Tarefa proposta.
Indique se cada afirmação a seguir está de acordo com o texto sobre as duas derrotas do Brasil na Copa, respondendo sim ou não e citando literalmente as palavras do texto que decidem a resposta. 1. Emir Sader é professor da Universidade do Estado do Rio de Janeiro. 2. Para Sader, o Brasil perdeu como país porque não ganhou a Copa. 3. Segundo o artigo, o comércio faturou muito com a Copa.

Emir Sader: As duas derrotas do Brasil
O professor Emir Sader, da Universidade do Estado do Rio de Janeiro (Uerj), coordenador do Laboratório de Políticas Públicas da Uerj e autor, entre outros, do livro “A vingança da História”, publicou artigo na Agência Carta Maior, constatando duas derrotas do Brasil na Copa do Mundo. “A seleção brasileira de futebol perdeu e o Brasil, como país, perdeu”, comentou. “Não porque não ganhamos a Copa, mas porque se montou uma imensa operação publicitária – que foi da campanha do Santander se atribuindo ter sido “escolhido (por quem?) o melhor banco do mundo”, até toda a parafernália de bugigangas e camisas modelo 2006 caríssimas, passando pela cobertura de imprensa.”
Leia a íntegra do artigo de Emir Sader:
As duas derrotas do Brasil
Nos empanturraram com a Copa do Mundo, com coberturas que começaram meses antes, com jornalistas comentando o nada muitas semanas antes, com o recorde mundial de jornalistas por país cobrindo uma Copa do Mundo, como se nossa imprensa tivesse muitos correspondentes normalmente pelo mundo agora, com excelentes analistas gastando seu verbo com quase nada, com milionárias publicidades, nos venderam muitos mitos, o comércio achou que ia faturar muito, ficou na saudade.

Entradas de indicação de objetos rotulados.

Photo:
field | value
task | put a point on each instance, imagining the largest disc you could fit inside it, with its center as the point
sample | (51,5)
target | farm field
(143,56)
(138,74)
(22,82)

Solução proposta.
1. Sim: "O professor Emir Sader, da Universidade do Estado do Rio de Janeiro (Uerj)".
2. Não: "Não porque não ganhamos a Copa, mas porque se montou uma imensa operação publicitária".
3. Não: "o comércio achou que ia faturar muito, ficou na saudade".